[START Dataset entries]

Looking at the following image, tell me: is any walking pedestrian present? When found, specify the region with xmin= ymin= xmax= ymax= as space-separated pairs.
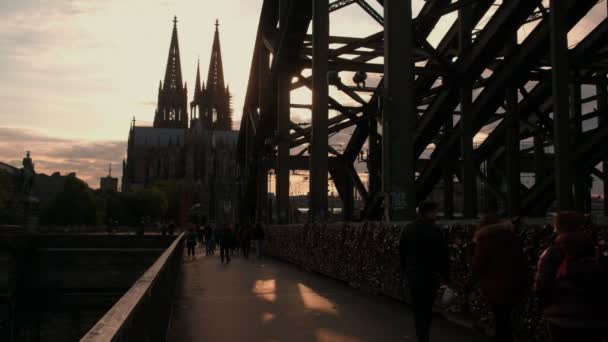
xmin=253 ymin=222 xmax=266 ymax=259
xmin=399 ymin=202 xmax=450 ymax=342
xmin=465 ymin=215 xmax=528 ymax=342
xmin=217 ymin=225 xmax=233 ymax=264
xmin=241 ymin=223 xmax=251 ymax=259
xmin=203 ymin=224 xmax=213 ymax=256
xmin=186 ymin=227 xmax=196 ymax=258
xmin=534 ymin=212 xmax=608 ymax=342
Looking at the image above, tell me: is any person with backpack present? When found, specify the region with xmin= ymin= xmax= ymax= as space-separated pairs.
xmin=399 ymin=202 xmax=451 ymax=342
xmin=203 ymin=224 xmax=213 ymax=256
xmin=240 ymin=223 xmax=251 ymax=259
xmin=216 ymin=224 xmax=234 ymax=264
xmin=465 ymin=215 xmax=528 ymax=342
xmin=252 ymin=222 xmax=266 ymax=259
xmin=186 ymin=227 xmax=197 ymax=258
xmin=534 ymin=211 xmax=608 ymax=342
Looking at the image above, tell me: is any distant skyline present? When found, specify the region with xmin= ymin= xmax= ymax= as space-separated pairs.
xmin=0 ymin=0 xmax=606 ymax=187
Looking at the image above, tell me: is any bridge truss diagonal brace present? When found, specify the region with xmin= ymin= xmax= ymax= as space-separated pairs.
xmin=382 ymin=0 xmax=417 ymax=221
xmin=309 ymin=0 xmax=329 ymax=221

[END Dataset entries]

● **Exercise brief**: Rewrite the listing from its start through the line containing "xmin=534 ymin=211 xmax=608 ymax=342", swapping "walking pedestrian" for "moving pedestrian" and keeping everything else unchanged. Leave the pictures out.

● **Solved problem**:
Looking at the following image, tell me: is any moving pedestrian present? When found, specify the region with xmin= ymin= xmax= ymax= as space-separated pairs.
xmin=253 ymin=222 xmax=266 ymax=259
xmin=399 ymin=202 xmax=450 ymax=342
xmin=465 ymin=215 xmax=528 ymax=342
xmin=217 ymin=225 xmax=233 ymax=264
xmin=241 ymin=223 xmax=251 ymax=259
xmin=203 ymin=224 xmax=213 ymax=256
xmin=186 ymin=227 xmax=196 ymax=258
xmin=534 ymin=212 xmax=608 ymax=342
Looking at the image above, tell me: is any person with backpack present? When found, specify the region with xmin= ymin= xmax= ymax= as space-separated pairs.
xmin=399 ymin=202 xmax=451 ymax=342
xmin=203 ymin=224 xmax=213 ymax=256
xmin=240 ymin=223 xmax=251 ymax=259
xmin=216 ymin=224 xmax=234 ymax=264
xmin=465 ymin=215 xmax=528 ymax=342
xmin=252 ymin=222 xmax=266 ymax=259
xmin=186 ymin=227 xmax=197 ymax=258
xmin=534 ymin=211 xmax=608 ymax=342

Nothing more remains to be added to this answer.